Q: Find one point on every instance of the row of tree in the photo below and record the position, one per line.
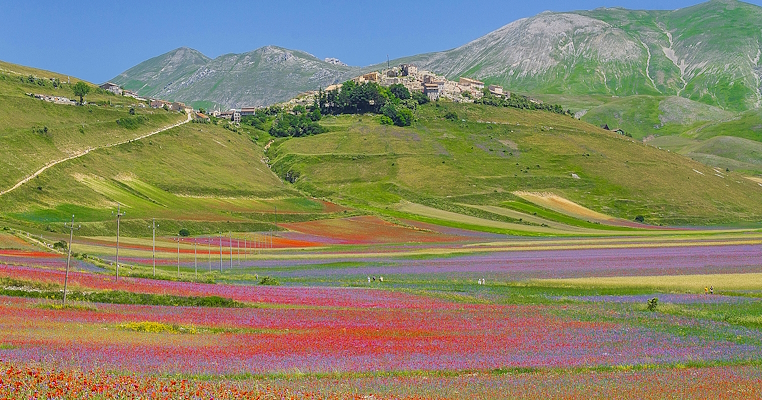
(395, 102)
(519, 101)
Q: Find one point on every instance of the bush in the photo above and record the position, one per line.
(268, 281)
(132, 122)
(401, 116)
(652, 304)
(400, 91)
(420, 97)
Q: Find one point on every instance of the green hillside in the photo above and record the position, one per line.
(204, 174)
(491, 153)
(261, 77)
(34, 132)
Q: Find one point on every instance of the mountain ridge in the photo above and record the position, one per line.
(709, 53)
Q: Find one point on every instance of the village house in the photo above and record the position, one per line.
(157, 103)
(230, 115)
(115, 89)
(409, 70)
(248, 111)
(201, 117)
(432, 90)
(332, 87)
(372, 77)
(496, 90)
(471, 83)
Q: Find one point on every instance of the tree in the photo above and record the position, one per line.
(420, 97)
(81, 89)
(400, 91)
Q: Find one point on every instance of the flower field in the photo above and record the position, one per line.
(427, 331)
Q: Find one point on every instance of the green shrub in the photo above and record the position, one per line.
(268, 281)
(652, 304)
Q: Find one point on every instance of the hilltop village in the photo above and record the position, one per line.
(433, 86)
(436, 87)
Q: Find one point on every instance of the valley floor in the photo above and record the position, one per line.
(462, 315)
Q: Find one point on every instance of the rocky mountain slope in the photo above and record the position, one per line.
(260, 77)
(708, 53)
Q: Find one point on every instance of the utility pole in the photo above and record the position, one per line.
(119, 215)
(178, 256)
(154, 246)
(68, 257)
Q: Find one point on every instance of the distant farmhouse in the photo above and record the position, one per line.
(115, 89)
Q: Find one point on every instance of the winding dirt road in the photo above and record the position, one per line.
(84, 152)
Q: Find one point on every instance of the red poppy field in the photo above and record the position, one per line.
(428, 330)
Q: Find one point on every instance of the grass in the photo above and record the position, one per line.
(25, 146)
(440, 163)
(682, 283)
(38, 290)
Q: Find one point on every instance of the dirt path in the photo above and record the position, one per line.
(82, 153)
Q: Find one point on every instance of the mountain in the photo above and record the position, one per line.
(708, 53)
(260, 77)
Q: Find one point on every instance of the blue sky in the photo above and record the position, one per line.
(97, 40)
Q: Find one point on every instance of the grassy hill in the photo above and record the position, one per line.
(204, 174)
(490, 154)
(34, 132)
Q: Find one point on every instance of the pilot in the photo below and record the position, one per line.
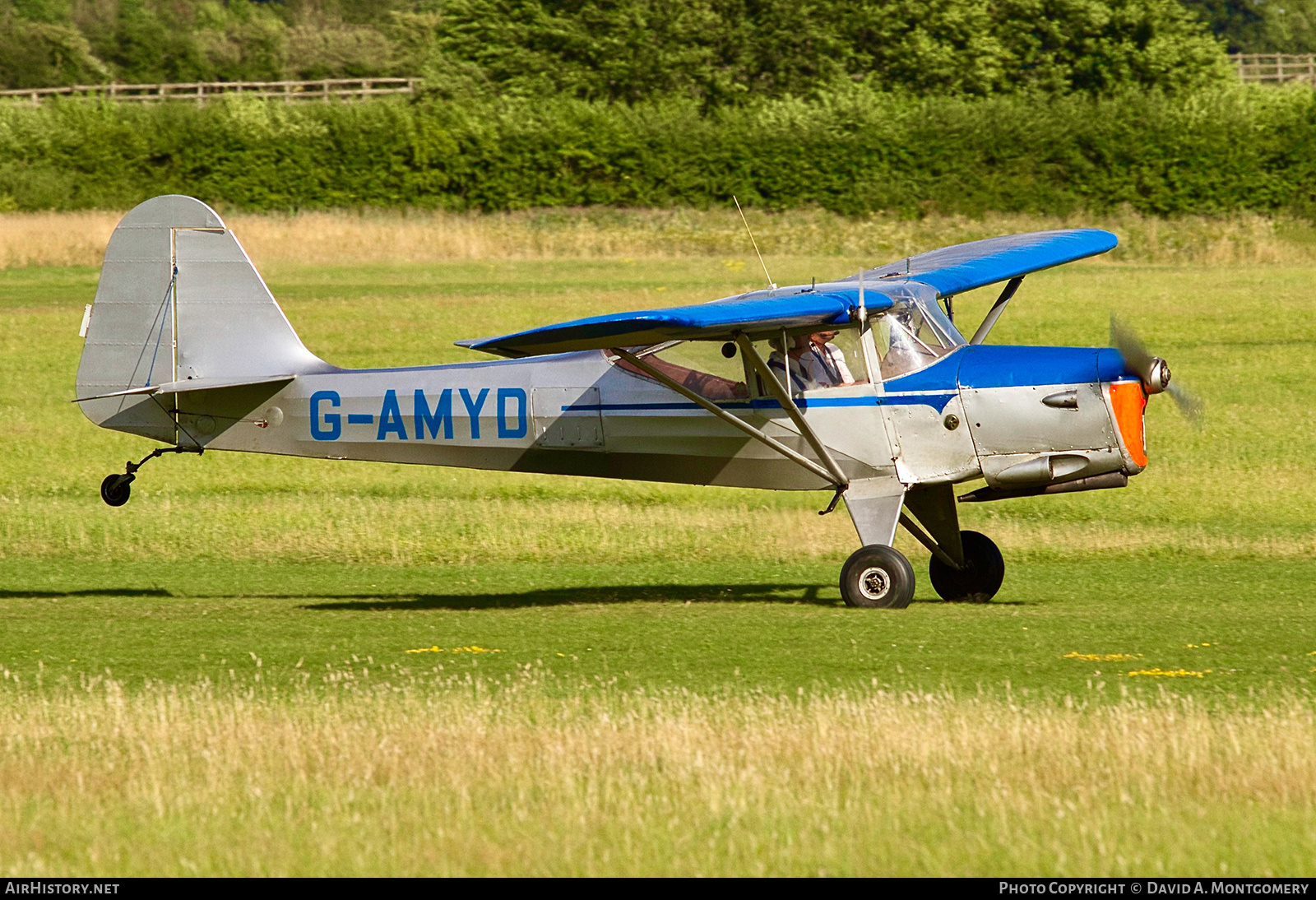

> _EXERCISE DESCRIPTION_:
Could you quote all of the data above word for word, leaving out the pictures?

> _SOLUTION BELOW_:
Q: Find one point on every instance of the row of tree in the photo below and record the position, one per line.
(395, 102)
(519, 101)
Q: Find one point on every instance of the bush in the photo above and record the position, one per line.
(268, 281)
(132, 122)
(401, 116)
(652, 304)
(400, 91)
(420, 97)
Q: Find one point on every instance of the green hillside in the photo above and record the position, one per line.
(204, 174)
(491, 153)
(261, 77)
(34, 132)
Q: Find one point on every instance of the mountain ridge in the photo above and record the position, one per line.
(709, 53)
Q: Find one point on every instance of the village house in the photo above and record the position, one per line.
(157, 103)
(230, 115)
(115, 89)
(409, 70)
(248, 111)
(201, 117)
(432, 90)
(332, 87)
(372, 77)
(496, 90)
(471, 83)
Q: Find one point on every instance of the tree in the photo above and record the position, one per line.
(420, 97)
(81, 89)
(400, 91)
Q: Find one point on every instance of the flower field in the photo above and record the position, one per line.
(427, 331)
Q: Find one point on every instance of the green shrub in the photo above and record the position, one per line.
(268, 281)
(652, 304)
Q: Find one point on every instance of the hilltop village in the photo above and record the position, one per line.
(433, 86)
(436, 87)
Q: Find one point on every instance of the valley floor in the photo above and record the position, one per line.
(462, 315)
Q: Find one point on every instance of the rocky mountain slope in the photo above and record the position, one per line.
(260, 77)
(708, 53)
Q: Find one point on every instance of the utility pole in the photo above and record the position, one per line.
(119, 215)
(178, 256)
(154, 246)
(68, 257)
Q: Find one point on every instance of the distant farmhouse in the photo above and record the position, one per line.
(115, 89)
Q: Find one point on every instance of the winding dirt road in the photo above and record the position, one per line.
(84, 152)
Q: Find one point on every instance of the red poppy field in the photo above and record the position, one per line.
(428, 330)
Q: Find one point on every instance of the grass in the photo above and record the position, one per line.
(25, 146)
(440, 163)
(682, 283)
(38, 290)
Q: Find one point on every instance of the dirt path in the photo above and record the position, one per line.
(82, 153)
Q: Find one point on every instance of the mountain in the photo above and record the position, one per line.
(708, 53)
(260, 77)
Q: Find one point on every instance of the blue sky in the photo above and record the position, one per line.
(97, 40)
Q: Find one point on every instance of the grassy hill in the photo above and record the position, one per line.
(204, 174)
(490, 154)
(34, 132)
Q: Find one point on every instance of the pilot in the photo below and record the position, one per line.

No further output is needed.